• **Exercise aim**
In the OK Computer song ranking, which Radiohead tour video does the writer forever tie to the song "Lucky"?

• **Document extract**

>> Start

OK Computer, squashed like a bug

Consider this the stretching exercise for the end of the year lists which will occupy entirely too much of my time. I'm completely stealing an idea from Coke Machine Glow about the top 12 songs on OK Computer. Feel free to revert back to their list and create your own, for mine differs enough to warrant a complete blog entry. But then I think that while yeah, Karma Police and Paranoid Andriod would mount almost everyone's list, where does Lucky end up? Austin swears his undying love for Climbing Up Walls, but you'll find that about the bottom of my list. Does this tell us something about our personalities, that we can figure out the makeup of someone by the songs on a great album they like the most? It's a touchstone for sure, for all of us who care. And it's a lovely exercise with free time at work.
12. Fitter Happier
Almost disqualified. I've probably listened to this song more than half of the other songs on the album because of its relative position to Karma Police, but I can safely say I've never intentionally directed my CD player towards this song except to freak out people in my car. It works.
11. Climbing Up Walls
I admire that this song so completely delves into the pain of existence and all. And the drums are eerie and pounding. But this ranks as my least listened to song on the album. And for that reason alone, it's placed at the bottom of actual songs next to to the talking computer Fred.
10. Electioneering
This song gets loads of crap for rocking out in an album that likes to drift. But those who chastise it as some sort of remanents of their Bend's past probably don't have ears. Though the guitars are loud, they are hardly the distorted monsters of Just, and the angular feel of the song showed Johnny had wrangled the song around his head and spit it out just the way he wanted. I've always been quite partial to "When I go forward, you go backwards" for the way the music mirrored the lyrics. To my 14 year old mind this was genius. But this ranks as the second least listened to song, for it comes after Fitter Happier and before Climbing Up Walls. And if anyone needs to know my least favorite part of the album only connect the dots.
9. Lucky
Lucky is as menacing as Climbing up the walls, but it doesn't hide its terror behind the wall of electronics. I'll forever tie this song to opening of Radiohead's tour video/breakdown Meeting People is Easy, that immediately introduces the haunting atmosphere that would encapsulate the band before and during the making of Kid A.

>> End

• **Dataset extract**
>> Start

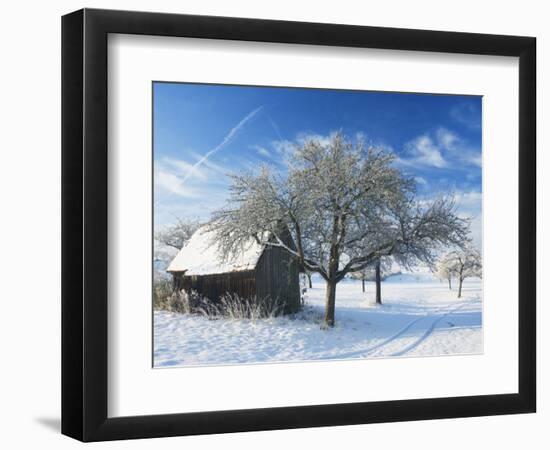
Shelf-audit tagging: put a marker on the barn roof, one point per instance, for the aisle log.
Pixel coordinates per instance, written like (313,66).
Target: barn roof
(201,257)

>> End

• **Result for this task**
Meeting People is Easy